Excerpts from annotation records:
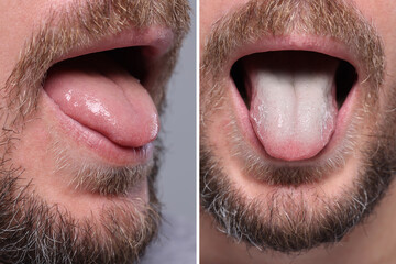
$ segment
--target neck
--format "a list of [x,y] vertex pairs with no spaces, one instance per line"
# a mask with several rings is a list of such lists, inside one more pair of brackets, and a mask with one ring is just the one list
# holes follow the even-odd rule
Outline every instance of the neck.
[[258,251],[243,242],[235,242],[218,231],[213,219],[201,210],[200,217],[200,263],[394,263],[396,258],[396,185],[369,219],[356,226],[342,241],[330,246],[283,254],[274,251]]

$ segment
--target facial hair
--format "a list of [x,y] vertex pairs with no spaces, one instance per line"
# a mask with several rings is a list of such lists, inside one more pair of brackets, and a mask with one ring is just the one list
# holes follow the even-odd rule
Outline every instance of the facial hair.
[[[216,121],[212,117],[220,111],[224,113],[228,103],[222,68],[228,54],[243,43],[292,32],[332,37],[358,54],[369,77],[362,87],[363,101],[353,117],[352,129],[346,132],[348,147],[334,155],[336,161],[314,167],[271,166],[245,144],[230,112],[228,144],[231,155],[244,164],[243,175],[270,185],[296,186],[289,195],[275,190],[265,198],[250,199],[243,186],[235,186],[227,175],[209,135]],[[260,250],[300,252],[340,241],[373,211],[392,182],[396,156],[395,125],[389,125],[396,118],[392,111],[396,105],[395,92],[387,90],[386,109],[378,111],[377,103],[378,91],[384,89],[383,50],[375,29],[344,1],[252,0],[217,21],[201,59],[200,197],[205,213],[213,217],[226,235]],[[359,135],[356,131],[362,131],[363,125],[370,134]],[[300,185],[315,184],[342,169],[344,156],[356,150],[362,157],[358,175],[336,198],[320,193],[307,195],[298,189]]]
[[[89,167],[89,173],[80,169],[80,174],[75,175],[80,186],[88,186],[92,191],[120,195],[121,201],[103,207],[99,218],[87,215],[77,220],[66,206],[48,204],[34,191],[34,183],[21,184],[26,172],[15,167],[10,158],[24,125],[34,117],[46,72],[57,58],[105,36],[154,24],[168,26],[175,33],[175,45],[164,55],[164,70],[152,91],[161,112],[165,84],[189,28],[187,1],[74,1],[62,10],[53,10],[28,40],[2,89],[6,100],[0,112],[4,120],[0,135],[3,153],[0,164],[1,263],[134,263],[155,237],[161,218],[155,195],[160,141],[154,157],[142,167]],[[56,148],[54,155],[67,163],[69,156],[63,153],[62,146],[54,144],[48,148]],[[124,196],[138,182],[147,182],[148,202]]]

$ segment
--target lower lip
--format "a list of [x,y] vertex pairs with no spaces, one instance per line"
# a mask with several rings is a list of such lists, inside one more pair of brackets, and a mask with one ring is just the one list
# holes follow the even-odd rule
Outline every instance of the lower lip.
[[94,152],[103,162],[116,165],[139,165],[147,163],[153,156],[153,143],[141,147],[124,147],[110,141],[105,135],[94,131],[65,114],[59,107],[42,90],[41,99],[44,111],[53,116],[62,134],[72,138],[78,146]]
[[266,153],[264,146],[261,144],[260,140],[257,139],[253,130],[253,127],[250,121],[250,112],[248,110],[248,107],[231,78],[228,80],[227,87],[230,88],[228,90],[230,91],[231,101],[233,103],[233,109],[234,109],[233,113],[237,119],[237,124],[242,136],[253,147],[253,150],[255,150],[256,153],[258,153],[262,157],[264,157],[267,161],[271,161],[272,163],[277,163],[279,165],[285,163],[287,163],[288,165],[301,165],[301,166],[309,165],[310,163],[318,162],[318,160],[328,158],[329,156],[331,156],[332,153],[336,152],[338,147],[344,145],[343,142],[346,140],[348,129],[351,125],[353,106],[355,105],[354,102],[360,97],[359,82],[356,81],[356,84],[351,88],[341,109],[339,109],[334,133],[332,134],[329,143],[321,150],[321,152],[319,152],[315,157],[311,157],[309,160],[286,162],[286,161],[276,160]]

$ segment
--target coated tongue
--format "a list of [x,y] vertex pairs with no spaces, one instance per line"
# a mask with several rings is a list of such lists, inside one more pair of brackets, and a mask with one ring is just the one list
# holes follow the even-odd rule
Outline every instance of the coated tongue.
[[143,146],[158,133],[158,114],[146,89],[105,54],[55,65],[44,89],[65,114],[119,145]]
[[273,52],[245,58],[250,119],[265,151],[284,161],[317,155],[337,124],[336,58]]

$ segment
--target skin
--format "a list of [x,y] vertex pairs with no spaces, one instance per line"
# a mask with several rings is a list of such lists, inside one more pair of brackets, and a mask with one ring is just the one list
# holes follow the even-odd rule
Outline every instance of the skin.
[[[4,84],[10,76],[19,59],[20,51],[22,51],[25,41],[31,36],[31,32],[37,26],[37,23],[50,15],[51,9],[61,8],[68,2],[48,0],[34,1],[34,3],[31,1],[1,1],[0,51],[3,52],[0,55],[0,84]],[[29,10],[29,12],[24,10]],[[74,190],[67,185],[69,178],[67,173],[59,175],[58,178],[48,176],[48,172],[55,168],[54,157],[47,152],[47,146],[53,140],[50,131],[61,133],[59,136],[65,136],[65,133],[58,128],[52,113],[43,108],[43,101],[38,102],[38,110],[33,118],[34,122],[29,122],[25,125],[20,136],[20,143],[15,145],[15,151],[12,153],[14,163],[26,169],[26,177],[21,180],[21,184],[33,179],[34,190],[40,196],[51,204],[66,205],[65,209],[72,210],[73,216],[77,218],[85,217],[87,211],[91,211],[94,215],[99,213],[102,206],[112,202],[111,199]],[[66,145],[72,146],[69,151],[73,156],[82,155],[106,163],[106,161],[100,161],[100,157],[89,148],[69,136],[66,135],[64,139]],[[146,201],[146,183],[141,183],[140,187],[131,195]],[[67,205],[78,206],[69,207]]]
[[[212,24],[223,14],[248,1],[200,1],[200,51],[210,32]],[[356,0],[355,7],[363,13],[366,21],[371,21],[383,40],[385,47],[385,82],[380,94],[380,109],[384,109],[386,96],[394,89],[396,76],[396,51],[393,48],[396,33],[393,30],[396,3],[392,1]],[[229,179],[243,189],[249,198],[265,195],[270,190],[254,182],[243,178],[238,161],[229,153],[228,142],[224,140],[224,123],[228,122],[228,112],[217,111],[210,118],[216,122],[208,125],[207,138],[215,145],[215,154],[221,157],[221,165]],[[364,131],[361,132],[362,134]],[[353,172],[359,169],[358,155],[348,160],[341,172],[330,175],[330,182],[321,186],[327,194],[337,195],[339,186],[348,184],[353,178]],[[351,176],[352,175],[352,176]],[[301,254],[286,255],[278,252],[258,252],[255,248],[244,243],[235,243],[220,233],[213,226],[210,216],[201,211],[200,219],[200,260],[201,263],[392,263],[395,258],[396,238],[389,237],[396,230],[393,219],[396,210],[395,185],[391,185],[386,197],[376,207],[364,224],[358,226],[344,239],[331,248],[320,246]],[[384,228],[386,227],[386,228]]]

• [TASK DIRECTIONS]:
Which lines of the material contain the string "facial"? Pick out each of them and copy it in full.

• [PROBLEM SOLUTION]:
--target facial hair
Outline every instance of the facial hair.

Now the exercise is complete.